*** Block opens ***

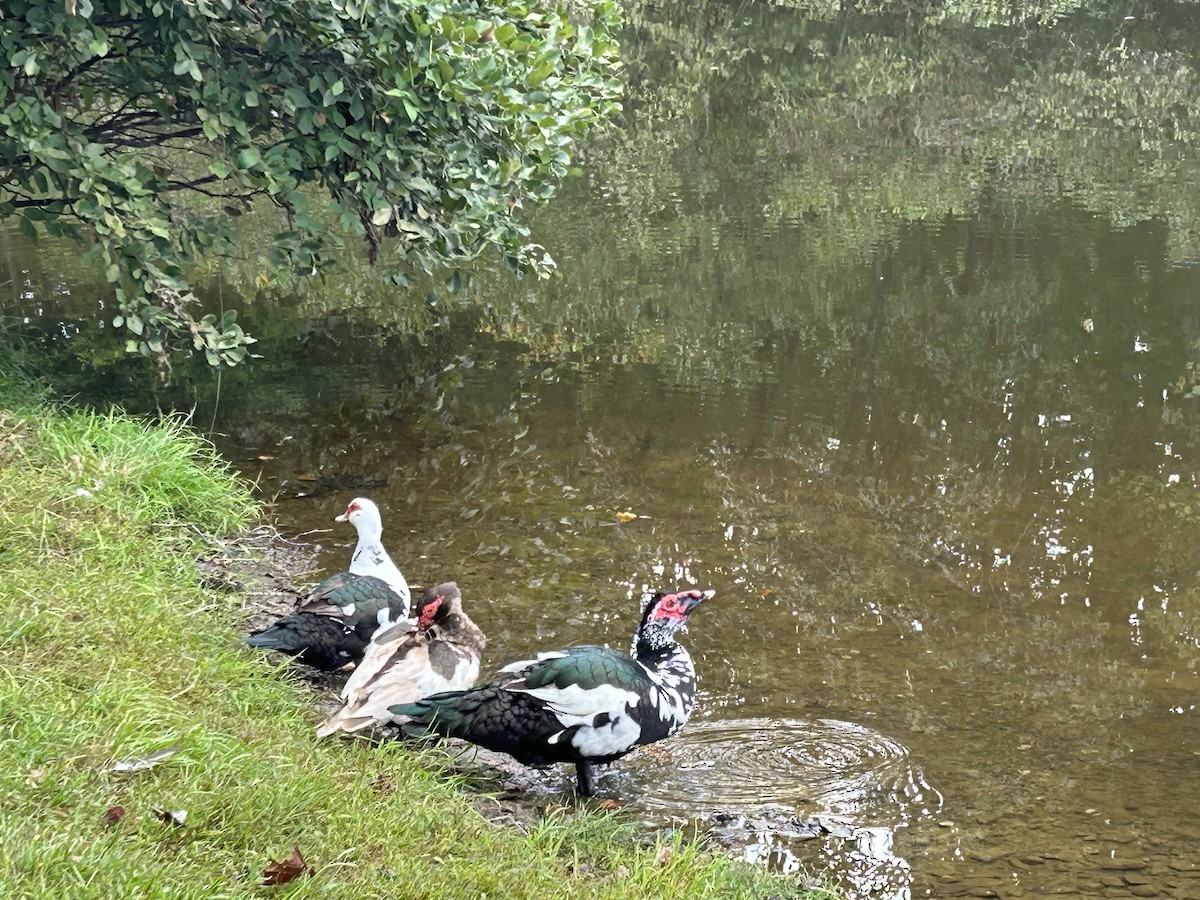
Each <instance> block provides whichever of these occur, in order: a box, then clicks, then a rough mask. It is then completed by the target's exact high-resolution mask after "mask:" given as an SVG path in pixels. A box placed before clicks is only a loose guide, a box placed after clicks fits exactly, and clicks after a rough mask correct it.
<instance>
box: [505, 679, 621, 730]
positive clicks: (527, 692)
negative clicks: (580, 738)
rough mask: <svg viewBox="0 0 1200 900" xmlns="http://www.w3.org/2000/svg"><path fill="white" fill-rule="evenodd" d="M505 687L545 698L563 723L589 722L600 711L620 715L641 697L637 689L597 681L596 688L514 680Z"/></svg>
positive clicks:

*** Block closes ***

WHAT TO WORK ON -> Starting at the line that contains "box: [505, 679, 621, 730]", write out every line through the last one in the data above, exactly as it stands.

SOLUTION ->
box: [505, 679, 621, 730]
positive clicks: (527, 692)
negative clicks: (580, 738)
rough mask: <svg viewBox="0 0 1200 900" xmlns="http://www.w3.org/2000/svg"><path fill="white" fill-rule="evenodd" d="M505 687L545 698L563 723L589 722L600 711L620 715L641 697L637 689L597 681L596 688L514 680Z"/></svg>
positive clicks:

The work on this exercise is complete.